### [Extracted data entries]
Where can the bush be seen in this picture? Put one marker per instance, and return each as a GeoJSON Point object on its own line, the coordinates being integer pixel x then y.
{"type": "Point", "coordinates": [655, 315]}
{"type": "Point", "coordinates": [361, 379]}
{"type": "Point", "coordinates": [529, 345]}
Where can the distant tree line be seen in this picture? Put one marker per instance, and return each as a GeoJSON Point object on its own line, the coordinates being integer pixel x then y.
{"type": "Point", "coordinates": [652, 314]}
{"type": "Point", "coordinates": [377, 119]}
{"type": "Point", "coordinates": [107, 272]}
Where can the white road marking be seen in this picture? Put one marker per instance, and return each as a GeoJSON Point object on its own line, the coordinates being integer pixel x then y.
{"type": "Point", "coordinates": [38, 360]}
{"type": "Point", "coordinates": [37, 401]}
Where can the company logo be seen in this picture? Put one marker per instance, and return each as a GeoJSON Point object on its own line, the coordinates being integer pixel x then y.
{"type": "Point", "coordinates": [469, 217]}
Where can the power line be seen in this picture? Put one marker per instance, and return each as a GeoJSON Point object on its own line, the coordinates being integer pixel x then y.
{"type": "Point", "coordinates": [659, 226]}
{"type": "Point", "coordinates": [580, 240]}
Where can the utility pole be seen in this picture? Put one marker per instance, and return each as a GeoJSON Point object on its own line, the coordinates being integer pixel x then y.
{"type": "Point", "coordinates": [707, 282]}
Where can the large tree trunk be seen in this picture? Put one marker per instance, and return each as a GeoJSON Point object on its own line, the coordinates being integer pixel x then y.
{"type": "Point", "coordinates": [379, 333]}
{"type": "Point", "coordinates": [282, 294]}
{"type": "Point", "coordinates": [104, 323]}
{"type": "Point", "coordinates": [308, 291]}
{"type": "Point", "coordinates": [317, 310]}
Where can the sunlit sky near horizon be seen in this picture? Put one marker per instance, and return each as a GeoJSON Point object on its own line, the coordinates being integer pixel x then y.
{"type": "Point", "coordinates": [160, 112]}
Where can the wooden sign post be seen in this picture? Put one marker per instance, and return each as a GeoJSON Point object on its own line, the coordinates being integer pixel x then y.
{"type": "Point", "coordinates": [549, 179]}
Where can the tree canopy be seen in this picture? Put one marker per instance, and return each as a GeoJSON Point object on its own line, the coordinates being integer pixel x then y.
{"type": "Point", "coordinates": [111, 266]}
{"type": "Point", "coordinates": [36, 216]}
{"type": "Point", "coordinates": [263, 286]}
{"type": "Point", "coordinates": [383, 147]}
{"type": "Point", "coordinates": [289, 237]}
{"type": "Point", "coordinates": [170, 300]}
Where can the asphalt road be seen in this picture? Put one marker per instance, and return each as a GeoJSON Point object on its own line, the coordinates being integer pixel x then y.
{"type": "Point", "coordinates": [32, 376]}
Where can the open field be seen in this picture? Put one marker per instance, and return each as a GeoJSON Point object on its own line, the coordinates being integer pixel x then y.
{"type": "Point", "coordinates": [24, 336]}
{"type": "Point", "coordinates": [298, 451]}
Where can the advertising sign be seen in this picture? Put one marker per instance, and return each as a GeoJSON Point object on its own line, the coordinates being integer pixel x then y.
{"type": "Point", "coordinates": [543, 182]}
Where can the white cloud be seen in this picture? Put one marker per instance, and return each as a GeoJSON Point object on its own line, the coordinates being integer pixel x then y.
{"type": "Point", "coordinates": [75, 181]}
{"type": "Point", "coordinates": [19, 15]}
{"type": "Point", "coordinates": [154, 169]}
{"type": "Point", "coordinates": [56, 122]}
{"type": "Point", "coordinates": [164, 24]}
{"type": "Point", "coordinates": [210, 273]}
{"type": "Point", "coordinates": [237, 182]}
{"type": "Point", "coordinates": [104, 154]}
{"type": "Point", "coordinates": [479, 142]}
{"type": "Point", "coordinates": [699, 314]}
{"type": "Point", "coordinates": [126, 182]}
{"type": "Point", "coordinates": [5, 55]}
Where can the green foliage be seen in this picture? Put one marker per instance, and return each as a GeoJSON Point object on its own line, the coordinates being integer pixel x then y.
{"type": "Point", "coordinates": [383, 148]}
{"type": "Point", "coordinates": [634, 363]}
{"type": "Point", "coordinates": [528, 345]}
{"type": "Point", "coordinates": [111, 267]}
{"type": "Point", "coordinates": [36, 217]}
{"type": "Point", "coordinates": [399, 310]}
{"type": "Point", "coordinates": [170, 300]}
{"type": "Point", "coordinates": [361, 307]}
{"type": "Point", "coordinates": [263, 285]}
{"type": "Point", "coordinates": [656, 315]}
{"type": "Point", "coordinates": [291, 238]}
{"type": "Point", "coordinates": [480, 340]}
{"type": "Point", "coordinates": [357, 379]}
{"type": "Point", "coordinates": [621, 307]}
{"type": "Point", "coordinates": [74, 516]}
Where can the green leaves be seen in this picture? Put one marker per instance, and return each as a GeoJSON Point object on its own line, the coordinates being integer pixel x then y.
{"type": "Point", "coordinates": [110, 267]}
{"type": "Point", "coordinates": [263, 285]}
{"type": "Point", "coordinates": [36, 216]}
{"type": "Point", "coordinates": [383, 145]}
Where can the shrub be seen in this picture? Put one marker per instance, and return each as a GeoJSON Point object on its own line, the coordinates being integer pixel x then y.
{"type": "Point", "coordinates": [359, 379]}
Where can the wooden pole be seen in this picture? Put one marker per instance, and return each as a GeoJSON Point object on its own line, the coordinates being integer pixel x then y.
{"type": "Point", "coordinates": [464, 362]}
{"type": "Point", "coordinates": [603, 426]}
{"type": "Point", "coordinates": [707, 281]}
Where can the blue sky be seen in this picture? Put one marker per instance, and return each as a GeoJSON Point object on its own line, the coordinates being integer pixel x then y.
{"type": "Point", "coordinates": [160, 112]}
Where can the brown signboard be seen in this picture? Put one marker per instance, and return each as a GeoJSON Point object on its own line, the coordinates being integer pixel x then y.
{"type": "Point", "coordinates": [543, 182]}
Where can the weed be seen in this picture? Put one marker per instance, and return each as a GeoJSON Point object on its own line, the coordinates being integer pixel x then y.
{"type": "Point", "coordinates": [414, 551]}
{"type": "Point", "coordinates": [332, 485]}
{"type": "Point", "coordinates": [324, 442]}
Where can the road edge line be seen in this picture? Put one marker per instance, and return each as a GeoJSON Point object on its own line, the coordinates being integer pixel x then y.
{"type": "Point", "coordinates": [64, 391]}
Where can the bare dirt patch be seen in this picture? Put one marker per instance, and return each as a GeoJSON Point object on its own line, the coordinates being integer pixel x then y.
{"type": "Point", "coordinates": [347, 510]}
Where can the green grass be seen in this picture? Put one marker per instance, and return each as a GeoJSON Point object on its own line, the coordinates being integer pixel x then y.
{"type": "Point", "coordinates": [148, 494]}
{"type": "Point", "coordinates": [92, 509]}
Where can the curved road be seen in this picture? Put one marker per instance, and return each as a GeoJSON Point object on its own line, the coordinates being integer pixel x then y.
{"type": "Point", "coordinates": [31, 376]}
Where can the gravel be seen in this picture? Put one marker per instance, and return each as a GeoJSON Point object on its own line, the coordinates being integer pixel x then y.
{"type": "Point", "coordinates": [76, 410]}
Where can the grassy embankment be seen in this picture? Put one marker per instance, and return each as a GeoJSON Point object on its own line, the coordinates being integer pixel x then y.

### [Given problem]
Copy every line of the records above word for word.

### [Exercise result]
Where can the bush be seen in this picture? Put one marker per instance, and return each as a GeoJSON Point object on its own line, the coordinates being integer pixel x then y.
{"type": "Point", "coordinates": [655, 315]}
{"type": "Point", "coordinates": [361, 379]}
{"type": "Point", "coordinates": [529, 345]}
Where can the distant tree line be seen in this picture? Put one marker per instance, and return each as a GeoJSON Point object on its own line, the coordinates being integer pixel x then y.
{"type": "Point", "coordinates": [652, 314]}
{"type": "Point", "coordinates": [377, 119]}
{"type": "Point", "coordinates": [107, 272]}
Where can the white road marking be seen in this picture? Put one marker per instance, and return each as a GeoJSON Point object on its own line, the coordinates being integer pixel x then y.
{"type": "Point", "coordinates": [38, 360]}
{"type": "Point", "coordinates": [37, 401]}
Where can the company logo be seen in this picture? Put one marker per instance, and return each as a GeoJSON Point object on its own line, the coordinates being integer pixel x then y.
{"type": "Point", "coordinates": [469, 217]}
Where can the power line be seen in this picture? Put one marker per instance, and return each as a GeoJSON Point object on its own line, the coordinates being integer pixel x then y.
{"type": "Point", "coordinates": [659, 226]}
{"type": "Point", "coordinates": [580, 240]}
Where can the utility pole be seen in this picture? Put one marker per instance, and return each as a GeoJSON Point object on its own line, the coordinates being integer pixel x then y.
{"type": "Point", "coordinates": [707, 282]}
Where can the large tree trunk be seen in this picture? Put one marker per instance, and return each as a GeoJSON Point object on its own line, the coordinates being integer pixel x then y.
{"type": "Point", "coordinates": [379, 333]}
{"type": "Point", "coordinates": [282, 294]}
{"type": "Point", "coordinates": [104, 323]}
{"type": "Point", "coordinates": [308, 291]}
{"type": "Point", "coordinates": [317, 310]}
Where can the sunlit sky near horizon be seen in this picture? Put one marker per instance, and return each as a GeoJSON Point object on its own line, the coordinates being integer pixel x then y.
{"type": "Point", "coordinates": [160, 112]}
Where can the wooden sign post be seen in this picture? Put one marker per instance, and return each as a GeoJSON Point object on its own line, the coordinates being integer pixel x then y.
{"type": "Point", "coordinates": [549, 179]}
Where can the tree canopy be seen in this picture? Put one marker per instance, and return each as a GeoJSON Point object on its own line, the coordinates being integer pixel x then y.
{"type": "Point", "coordinates": [111, 266]}
{"type": "Point", "coordinates": [36, 216]}
{"type": "Point", "coordinates": [263, 286]}
{"type": "Point", "coordinates": [383, 147]}
{"type": "Point", "coordinates": [289, 237]}
{"type": "Point", "coordinates": [170, 300]}
Where can the asphalt road be seen in this picture? Put one marker per instance, and return each as a GeoJSON Point object on its own line, the coordinates being integer pixel x then y.
{"type": "Point", "coordinates": [32, 376]}
Where can the open field be seen in this picture? Put one marker per instance, and return each as a GeoJSON Point object on its own line, the coordinates being integer pixel x then y.
{"type": "Point", "coordinates": [24, 336]}
{"type": "Point", "coordinates": [298, 451]}
Where can the advertising sign be seen in this picture? Put one marker per instance, and return each as a GeoJSON Point object on its own line, the coordinates being integer pixel x then y.
{"type": "Point", "coordinates": [543, 182]}
Where can the white cloud be seen in this picture? Put one marker per instance, and return each as a GeoJSON Point object on its own line, the coordinates being integer pixel x then y.
{"type": "Point", "coordinates": [75, 181]}
{"type": "Point", "coordinates": [19, 15]}
{"type": "Point", "coordinates": [154, 169]}
{"type": "Point", "coordinates": [56, 122]}
{"type": "Point", "coordinates": [164, 24]}
{"type": "Point", "coordinates": [210, 273]}
{"type": "Point", "coordinates": [237, 182]}
{"type": "Point", "coordinates": [104, 154]}
{"type": "Point", "coordinates": [479, 142]}
{"type": "Point", "coordinates": [699, 314]}
{"type": "Point", "coordinates": [126, 182]}
{"type": "Point", "coordinates": [5, 55]}
Where can the green foliage be seen in this picture? Put one marker per instance, and return each as a GeoJSON Point object on its own line, the coordinates being integer pixel x then y.
{"type": "Point", "coordinates": [383, 148]}
{"type": "Point", "coordinates": [634, 363]}
{"type": "Point", "coordinates": [528, 345]}
{"type": "Point", "coordinates": [111, 267]}
{"type": "Point", "coordinates": [36, 217]}
{"type": "Point", "coordinates": [399, 310]}
{"type": "Point", "coordinates": [170, 300]}
{"type": "Point", "coordinates": [361, 307]}
{"type": "Point", "coordinates": [263, 285]}
{"type": "Point", "coordinates": [656, 315]}
{"type": "Point", "coordinates": [291, 238]}
{"type": "Point", "coordinates": [480, 340]}
{"type": "Point", "coordinates": [357, 379]}
{"type": "Point", "coordinates": [621, 307]}
{"type": "Point", "coordinates": [74, 516]}
Where can the green leaves be seen in this picture? Put one marker per instance, and return each as a GeoJSON Point object on its own line, the coordinates being integer pixel x then y.
{"type": "Point", "coordinates": [110, 267]}
{"type": "Point", "coordinates": [263, 285]}
{"type": "Point", "coordinates": [36, 216]}
{"type": "Point", "coordinates": [383, 145]}
Where can the shrub be seen in this picture? Put one marker per instance, and return each as a GeoJSON Point object on its own line, the coordinates being integer pixel x then y.
{"type": "Point", "coordinates": [359, 379]}
Where can the wooden pole be seen in this picture? Put one marker per instance, and return each as a GeoJSON Point object on its own line, the coordinates being integer pixel x then y.
{"type": "Point", "coordinates": [464, 362]}
{"type": "Point", "coordinates": [603, 426]}
{"type": "Point", "coordinates": [707, 281]}
Where can the blue sky be seen in this picture? Put one marker per instance, and return each as a GeoJSON Point object on its own line, the coordinates being integer pixel x then y.
{"type": "Point", "coordinates": [160, 112]}
Where can the brown signboard be seen in this picture? Put one marker per instance, and return each as a GeoJSON Point object on its own line, the coordinates being integer pixel x then y.
{"type": "Point", "coordinates": [543, 182]}
Where can the weed be seen in this picture? Put one marker per instance, and return each as a GeoJSON Point object on its own line, the coordinates being integer pixel x then y.
{"type": "Point", "coordinates": [414, 551]}
{"type": "Point", "coordinates": [332, 485]}
{"type": "Point", "coordinates": [324, 442]}
Where can the road edge line be seen in this picture? Put one marker per instance, and return each as a GeoJSON Point object on its own line, the coordinates being integer pixel x then y.
{"type": "Point", "coordinates": [64, 391]}
Where can the bare dirt patch be seen in this picture? Put one marker per instance, and return each as a GeoJSON Point object on its own line, the coordinates being integer pixel x then y.
{"type": "Point", "coordinates": [347, 510]}
Where can the green grass be seen in this picture? Put one marker per instance, and return each as a GeoJSON Point object on its own line, the coordinates being integer pixel x then y.
{"type": "Point", "coordinates": [148, 494]}
{"type": "Point", "coordinates": [92, 509]}
Where can the curved road be seen in this picture? Put one marker per instance, and return each as a GeoJSON Point object on its own line, the coordinates being integer pixel x then y.
{"type": "Point", "coordinates": [31, 376]}
Where can the gravel be seen in this picture? Put one marker per instance, and return each as a GeoJSON Point object on its own line, the coordinates being integer pixel x then y.
{"type": "Point", "coordinates": [76, 410]}
Where can the grassy embankment be seen in this picture? Put one marker per instance, and return each as a GeoJSON Point object on its own line, the coordinates being integer pixel x then y.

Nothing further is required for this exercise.